(Referring expression grounding data)

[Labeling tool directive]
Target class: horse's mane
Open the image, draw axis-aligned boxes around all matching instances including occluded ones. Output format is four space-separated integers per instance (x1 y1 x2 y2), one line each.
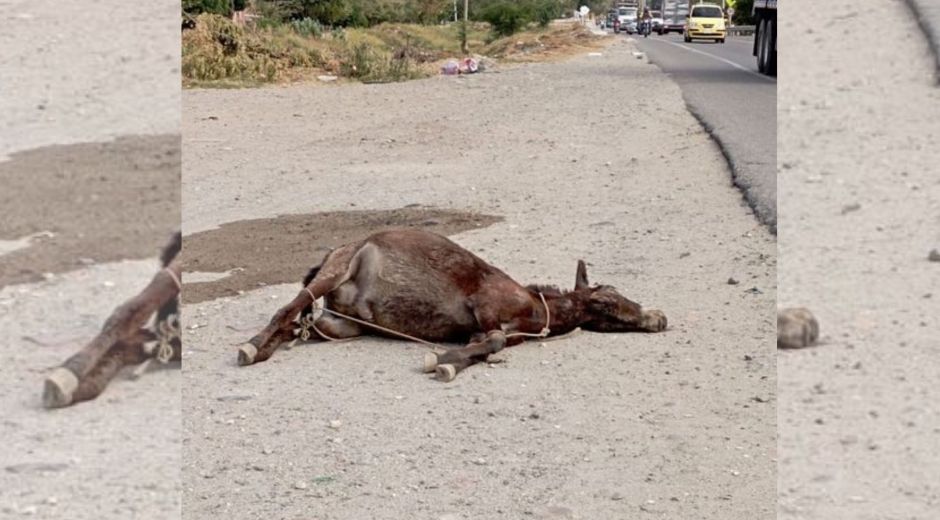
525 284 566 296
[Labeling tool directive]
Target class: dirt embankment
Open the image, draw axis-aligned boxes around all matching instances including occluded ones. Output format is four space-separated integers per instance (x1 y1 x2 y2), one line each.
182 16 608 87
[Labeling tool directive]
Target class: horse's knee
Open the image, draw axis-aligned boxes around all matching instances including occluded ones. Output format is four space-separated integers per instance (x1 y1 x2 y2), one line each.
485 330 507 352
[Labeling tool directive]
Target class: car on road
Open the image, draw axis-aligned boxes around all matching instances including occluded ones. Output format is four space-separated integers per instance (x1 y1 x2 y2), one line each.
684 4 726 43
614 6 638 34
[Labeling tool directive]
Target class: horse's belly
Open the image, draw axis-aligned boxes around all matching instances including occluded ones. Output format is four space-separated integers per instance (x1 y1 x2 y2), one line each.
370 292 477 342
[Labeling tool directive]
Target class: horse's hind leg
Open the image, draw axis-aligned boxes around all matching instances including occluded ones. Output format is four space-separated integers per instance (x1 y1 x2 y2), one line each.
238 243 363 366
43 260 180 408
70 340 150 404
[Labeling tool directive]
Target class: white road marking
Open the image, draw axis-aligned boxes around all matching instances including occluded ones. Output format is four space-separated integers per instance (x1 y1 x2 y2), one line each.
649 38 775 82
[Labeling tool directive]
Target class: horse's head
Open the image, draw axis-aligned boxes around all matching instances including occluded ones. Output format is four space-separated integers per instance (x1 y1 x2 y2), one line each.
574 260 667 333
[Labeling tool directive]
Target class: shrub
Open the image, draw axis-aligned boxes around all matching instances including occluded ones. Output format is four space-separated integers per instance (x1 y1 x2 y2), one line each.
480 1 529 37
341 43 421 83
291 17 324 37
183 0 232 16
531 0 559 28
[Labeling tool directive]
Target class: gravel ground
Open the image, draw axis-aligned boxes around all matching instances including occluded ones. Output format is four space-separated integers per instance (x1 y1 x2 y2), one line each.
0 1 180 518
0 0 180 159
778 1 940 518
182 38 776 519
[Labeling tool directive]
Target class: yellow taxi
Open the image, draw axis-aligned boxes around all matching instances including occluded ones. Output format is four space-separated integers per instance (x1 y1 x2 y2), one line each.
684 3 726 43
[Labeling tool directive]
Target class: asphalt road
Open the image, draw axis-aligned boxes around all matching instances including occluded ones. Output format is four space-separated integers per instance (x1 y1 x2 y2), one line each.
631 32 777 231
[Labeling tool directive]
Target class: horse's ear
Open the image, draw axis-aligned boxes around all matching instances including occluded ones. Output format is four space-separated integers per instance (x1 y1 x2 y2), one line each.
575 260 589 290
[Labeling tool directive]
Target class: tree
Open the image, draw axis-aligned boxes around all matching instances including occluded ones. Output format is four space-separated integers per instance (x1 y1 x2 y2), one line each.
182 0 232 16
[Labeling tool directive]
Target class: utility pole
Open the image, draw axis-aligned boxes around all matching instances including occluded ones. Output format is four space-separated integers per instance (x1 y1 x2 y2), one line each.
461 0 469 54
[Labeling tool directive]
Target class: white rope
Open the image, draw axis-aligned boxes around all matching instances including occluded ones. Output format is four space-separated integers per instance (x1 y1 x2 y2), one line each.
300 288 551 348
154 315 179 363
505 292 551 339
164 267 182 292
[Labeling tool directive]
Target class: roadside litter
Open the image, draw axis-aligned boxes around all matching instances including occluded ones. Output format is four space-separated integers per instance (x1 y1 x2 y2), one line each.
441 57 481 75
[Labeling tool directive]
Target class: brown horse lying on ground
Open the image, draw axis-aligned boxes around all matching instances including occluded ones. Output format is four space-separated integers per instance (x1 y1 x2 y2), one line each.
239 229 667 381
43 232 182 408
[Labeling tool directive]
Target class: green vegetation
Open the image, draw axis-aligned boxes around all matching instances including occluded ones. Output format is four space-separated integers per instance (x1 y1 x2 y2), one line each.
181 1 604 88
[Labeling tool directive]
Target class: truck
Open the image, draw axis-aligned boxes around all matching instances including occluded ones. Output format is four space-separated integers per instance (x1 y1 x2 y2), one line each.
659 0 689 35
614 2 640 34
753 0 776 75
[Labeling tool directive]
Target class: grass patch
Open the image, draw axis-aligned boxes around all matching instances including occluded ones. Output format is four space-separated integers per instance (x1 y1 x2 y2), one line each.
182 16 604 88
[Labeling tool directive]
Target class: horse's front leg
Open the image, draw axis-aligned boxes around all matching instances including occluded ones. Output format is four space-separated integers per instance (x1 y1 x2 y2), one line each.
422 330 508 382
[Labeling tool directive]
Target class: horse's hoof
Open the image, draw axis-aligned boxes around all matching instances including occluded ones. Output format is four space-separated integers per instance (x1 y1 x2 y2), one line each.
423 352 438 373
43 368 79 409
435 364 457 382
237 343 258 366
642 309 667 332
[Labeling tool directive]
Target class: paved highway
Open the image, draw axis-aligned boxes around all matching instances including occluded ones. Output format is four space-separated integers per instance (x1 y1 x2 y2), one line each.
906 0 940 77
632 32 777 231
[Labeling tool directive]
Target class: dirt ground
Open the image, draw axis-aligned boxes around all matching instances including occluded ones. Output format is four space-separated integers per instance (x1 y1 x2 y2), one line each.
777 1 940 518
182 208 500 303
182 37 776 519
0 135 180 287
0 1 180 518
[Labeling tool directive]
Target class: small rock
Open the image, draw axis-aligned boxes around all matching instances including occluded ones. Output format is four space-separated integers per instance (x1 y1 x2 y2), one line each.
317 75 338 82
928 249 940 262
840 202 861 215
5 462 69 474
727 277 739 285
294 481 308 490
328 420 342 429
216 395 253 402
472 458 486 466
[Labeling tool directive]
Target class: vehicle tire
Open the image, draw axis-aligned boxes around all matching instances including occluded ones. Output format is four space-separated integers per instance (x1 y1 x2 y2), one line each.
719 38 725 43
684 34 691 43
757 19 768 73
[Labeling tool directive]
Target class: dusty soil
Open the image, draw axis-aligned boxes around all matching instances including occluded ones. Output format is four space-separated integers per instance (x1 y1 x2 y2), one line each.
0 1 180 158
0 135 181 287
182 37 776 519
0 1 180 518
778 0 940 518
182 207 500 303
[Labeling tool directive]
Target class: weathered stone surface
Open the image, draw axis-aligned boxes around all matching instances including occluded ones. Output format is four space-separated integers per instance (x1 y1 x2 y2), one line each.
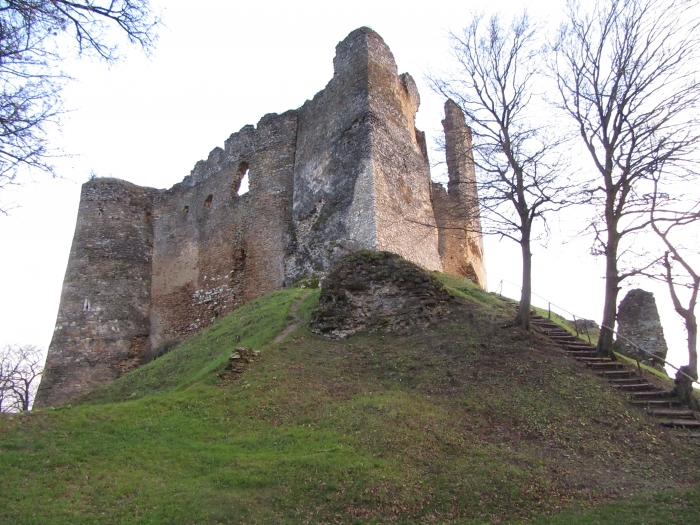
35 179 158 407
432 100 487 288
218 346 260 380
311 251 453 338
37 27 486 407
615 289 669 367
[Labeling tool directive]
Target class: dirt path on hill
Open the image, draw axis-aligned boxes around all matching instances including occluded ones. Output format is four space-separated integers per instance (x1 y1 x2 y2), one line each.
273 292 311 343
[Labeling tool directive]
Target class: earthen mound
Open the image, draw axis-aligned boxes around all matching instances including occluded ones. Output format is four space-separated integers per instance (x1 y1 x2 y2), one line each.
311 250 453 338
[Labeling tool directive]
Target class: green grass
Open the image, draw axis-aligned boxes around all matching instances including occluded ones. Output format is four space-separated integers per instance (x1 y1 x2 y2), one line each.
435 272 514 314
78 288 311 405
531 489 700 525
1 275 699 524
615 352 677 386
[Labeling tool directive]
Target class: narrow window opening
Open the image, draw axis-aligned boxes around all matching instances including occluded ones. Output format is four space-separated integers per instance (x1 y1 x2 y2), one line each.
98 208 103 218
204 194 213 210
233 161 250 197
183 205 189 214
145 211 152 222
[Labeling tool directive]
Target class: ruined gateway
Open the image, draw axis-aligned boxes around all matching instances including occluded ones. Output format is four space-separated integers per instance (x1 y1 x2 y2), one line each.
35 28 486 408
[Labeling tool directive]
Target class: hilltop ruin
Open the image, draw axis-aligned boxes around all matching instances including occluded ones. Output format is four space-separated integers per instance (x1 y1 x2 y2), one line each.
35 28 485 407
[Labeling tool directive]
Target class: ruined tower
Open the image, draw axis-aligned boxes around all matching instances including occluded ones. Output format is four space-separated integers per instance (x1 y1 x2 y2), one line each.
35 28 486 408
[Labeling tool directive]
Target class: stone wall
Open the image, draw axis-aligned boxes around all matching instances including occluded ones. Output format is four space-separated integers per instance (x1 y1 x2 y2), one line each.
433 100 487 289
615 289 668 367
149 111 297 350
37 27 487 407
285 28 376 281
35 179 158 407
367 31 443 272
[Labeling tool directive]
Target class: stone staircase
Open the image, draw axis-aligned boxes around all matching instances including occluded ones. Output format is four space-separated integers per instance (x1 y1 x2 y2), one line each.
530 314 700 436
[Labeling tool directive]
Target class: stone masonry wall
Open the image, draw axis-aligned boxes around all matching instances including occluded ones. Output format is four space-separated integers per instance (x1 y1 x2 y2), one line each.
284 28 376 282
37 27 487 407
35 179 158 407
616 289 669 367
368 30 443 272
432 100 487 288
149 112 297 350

-- Work item --
Copy out each line of the records where the word "grass" appears.

-- Result of this exercise --
Target class: grass patch
Target class: green grass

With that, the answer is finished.